120 latidos por minuto – Crítica
Lejos de ser una película histórica sobre el SIDA, la película de Robin Campillo es un muestrario eléctrico de activismo y de vitalidad de cara a la muerte.
120 latidos por minuto, la nueva película del director y guionista franco-marroquí Robin Campillo, tiene, como su nombre lo implica, el pulso acelerado de quien vive a prisa, de quien necesita vivir en tres días lo que los demás vivimos en tres años. Situada en el París de los años 90, nos adentra en el corazón –a veces frenético, a veces creativo, a veces disruptivo– de la organización activista ACT UP, cuyo objetivo es hacerle frente a la epidemia del SIDA y, sobre todo, al tabú e indiferencia gubernamental que impide la correcta prevención y tratamiento de la enfermedad.

◆ En qué trabajar ◆
a) Indica si cada afirmación coincide con la crítica de 120 latidos por minuto. Responde sí o no y cita literalmente las palabras de la crítica que lo deciden: (i) La película transcurre en el París de los años 90. (ii) Robin Campillo es un director y guionista de origen español. (iii) La película se presenta como una obra histórica sobre el SIDA.
b) Por favor, reproduce palabra por palabra el fragmento de la crítica que empieza con "120 latidos por minuto –" y sigue hasta "a la muerte.".

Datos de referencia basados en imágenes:
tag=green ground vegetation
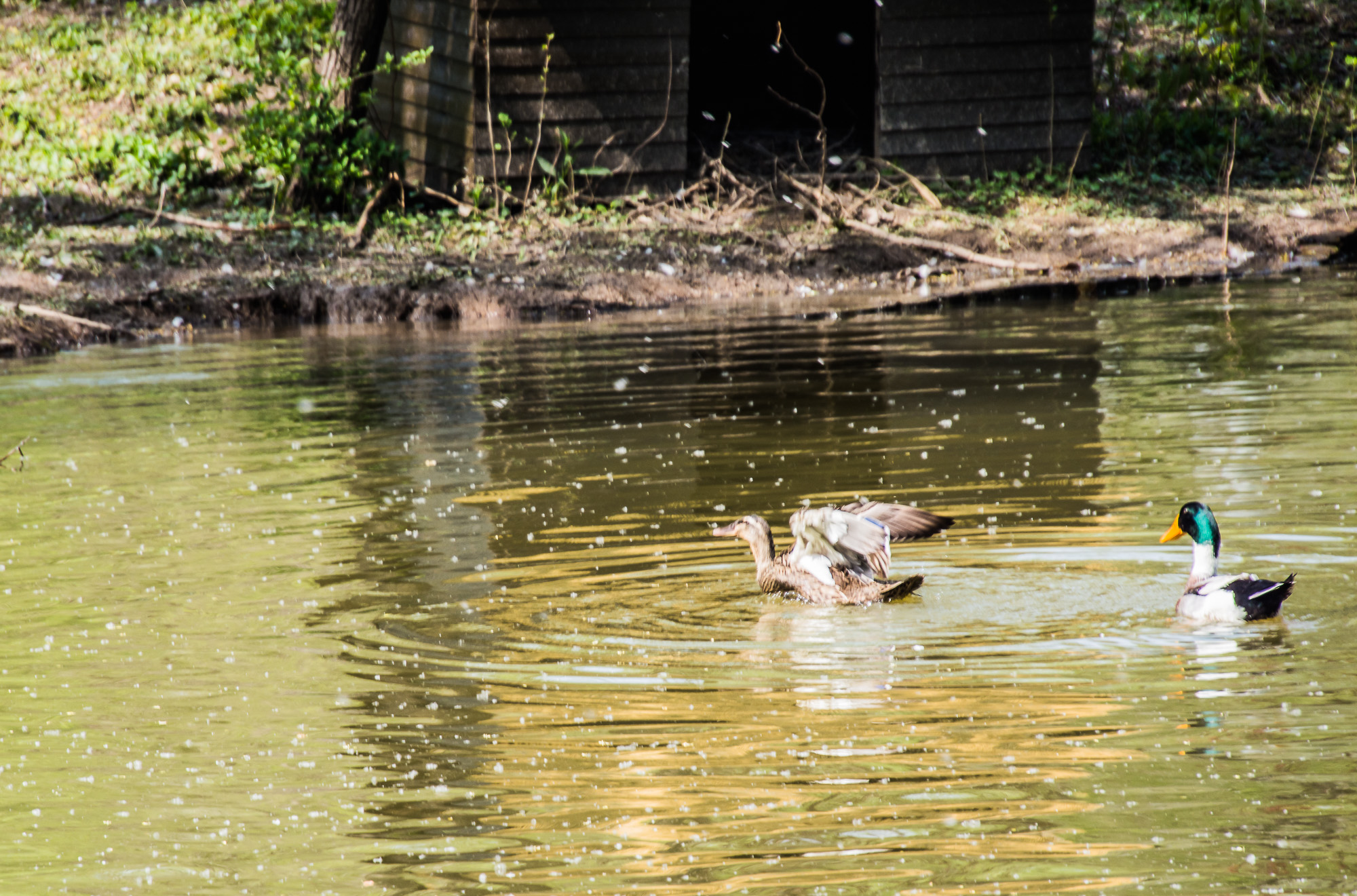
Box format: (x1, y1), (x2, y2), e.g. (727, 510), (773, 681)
(0, 0), (1357, 266)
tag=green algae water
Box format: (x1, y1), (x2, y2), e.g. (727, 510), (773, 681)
(0, 277), (1357, 896)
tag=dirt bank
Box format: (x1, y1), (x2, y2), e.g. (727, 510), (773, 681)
(0, 190), (1357, 357)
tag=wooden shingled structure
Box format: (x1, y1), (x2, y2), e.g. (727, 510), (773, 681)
(375, 0), (1095, 191)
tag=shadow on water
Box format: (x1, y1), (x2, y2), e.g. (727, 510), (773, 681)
(0, 281), (1357, 893)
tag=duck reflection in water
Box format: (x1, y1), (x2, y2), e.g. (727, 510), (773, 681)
(711, 501), (953, 604)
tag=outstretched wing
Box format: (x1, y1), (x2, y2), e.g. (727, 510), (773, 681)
(790, 508), (890, 580)
(839, 501), (955, 542)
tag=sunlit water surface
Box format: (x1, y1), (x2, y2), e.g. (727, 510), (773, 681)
(0, 278), (1357, 896)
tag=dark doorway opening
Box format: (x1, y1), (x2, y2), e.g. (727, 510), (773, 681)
(688, 0), (877, 165)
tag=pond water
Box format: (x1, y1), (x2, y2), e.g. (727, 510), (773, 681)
(0, 275), (1357, 896)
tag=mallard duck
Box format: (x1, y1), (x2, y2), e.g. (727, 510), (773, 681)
(1159, 501), (1296, 622)
(711, 501), (953, 604)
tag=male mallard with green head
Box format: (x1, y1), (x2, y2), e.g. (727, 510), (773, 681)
(711, 501), (953, 604)
(1159, 501), (1296, 622)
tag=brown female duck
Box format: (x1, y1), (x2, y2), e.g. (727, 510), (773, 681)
(711, 501), (953, 604)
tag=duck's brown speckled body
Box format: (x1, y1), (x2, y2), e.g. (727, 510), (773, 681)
(711, 501), (953, 604)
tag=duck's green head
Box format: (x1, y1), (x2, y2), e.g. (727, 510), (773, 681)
(1159, 501), (1220, 557)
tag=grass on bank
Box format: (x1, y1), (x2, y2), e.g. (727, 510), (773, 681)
(0, 0), (1357, 277)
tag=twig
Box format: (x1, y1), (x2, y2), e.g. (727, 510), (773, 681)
(612, 37), (674, 182)
(1046, 50), (1056, 176)
(80, 205), (299, 233)
(1063, 130), (1088, 202)
(484, 16), (497, 217)
(147, 183), (170, 231)
(349, 179), (395, 248)
(782, 171), (835, 225)
(712, 111), (730, 212)
(522, 34), (556, 205)
(768, 22), (829, 186)
(0, 435), (33, 473)
(1220, 118), (1239, 262)
(976, 114), (989, 183)
(900, 168), (942, 210)
(1305, 43), (1337, 149)
(419, 186), (476, 210)
(1305, 111), (1329, 190)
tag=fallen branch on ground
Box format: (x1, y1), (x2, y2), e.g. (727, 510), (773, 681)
(844, 183), (1010, 250)
(14, 303), (119, 332)
(80, 205), (305, 233)
(349, 178), (396, 248)
(843, 218), (1050, 270)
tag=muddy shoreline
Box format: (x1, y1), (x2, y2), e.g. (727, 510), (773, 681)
(0, 194), (1357, 357)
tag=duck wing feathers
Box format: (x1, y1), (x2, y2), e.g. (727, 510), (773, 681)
(1179, 573), (1296, 622)
(839, 501), (955, 542)
(790, 508), (890, 581)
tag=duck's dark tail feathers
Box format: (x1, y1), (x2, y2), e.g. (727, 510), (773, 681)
(1227, 573), (1296, 622)
(881, 576), (924, 600)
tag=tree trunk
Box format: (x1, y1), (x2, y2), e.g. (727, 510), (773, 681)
(320, 0), (391, 115)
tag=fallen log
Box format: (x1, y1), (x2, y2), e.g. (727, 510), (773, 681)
(14, 303), (121, 332)
(80, 205), (297, 233)
(843, 218), (1052, 270)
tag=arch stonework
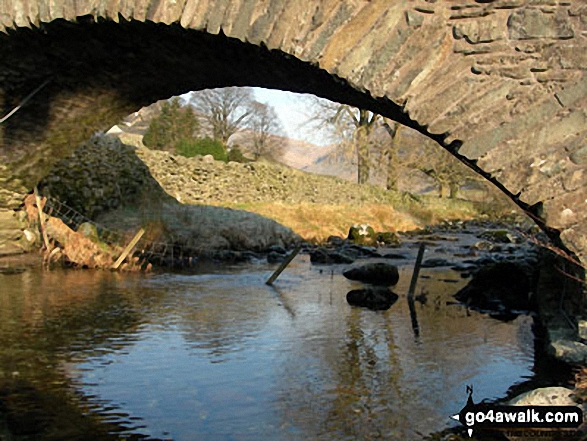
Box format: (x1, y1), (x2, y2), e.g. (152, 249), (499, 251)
(0, 0), (587, 262)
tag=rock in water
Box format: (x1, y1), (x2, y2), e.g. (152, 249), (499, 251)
(310, 248), (355, 263)
(347, 225), (377, 245)
(455, 262), (532, 312)
(342, 263), (399, 286)
(346, 287), (399, 311)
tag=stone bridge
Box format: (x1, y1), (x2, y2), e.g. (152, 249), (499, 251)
(0, 0), (587, 268)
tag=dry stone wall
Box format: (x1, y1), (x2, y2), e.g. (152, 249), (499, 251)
(0, 0), (587, 268)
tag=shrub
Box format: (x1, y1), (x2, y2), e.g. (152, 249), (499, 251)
(175, 137), (227, 162)
(143, 97), (199, 150)
(228, 147), (249, 162)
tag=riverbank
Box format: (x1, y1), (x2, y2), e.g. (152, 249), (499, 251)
(40, 135), (519, 248)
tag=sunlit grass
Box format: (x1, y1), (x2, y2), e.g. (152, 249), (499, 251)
(209, 197), (484, 242)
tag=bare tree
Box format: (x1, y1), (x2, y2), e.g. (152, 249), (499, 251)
(381, 118), (403, 191)
(188, 87), (254, 145)
(247, 101), (284, 160)
(396, 129), (480, 198)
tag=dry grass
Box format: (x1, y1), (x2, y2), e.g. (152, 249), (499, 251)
(216, 198), (482, 242)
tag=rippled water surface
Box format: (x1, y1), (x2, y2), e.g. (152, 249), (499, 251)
(0, 255), (544, 440)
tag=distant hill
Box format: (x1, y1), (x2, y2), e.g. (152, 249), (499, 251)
(108, 100), (444, 194)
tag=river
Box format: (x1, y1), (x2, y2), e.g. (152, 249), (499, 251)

◆ Respuestas por punto ◆
a)
(i) Sí: "Situada en el París de los años 90"
(ii) No: "del director y guionista franco-marroquí Robin Campillo"
(iii) No: "Lejos de ser una película histórica sobre el SIDA"

b)
120 latidos por minuto – Crítica
Lejos de ser una película histórica sobre el SIDA, la película de Robin Campillo es un muestrario eléctrico de activismo y de vitalidad de cara a la muerte.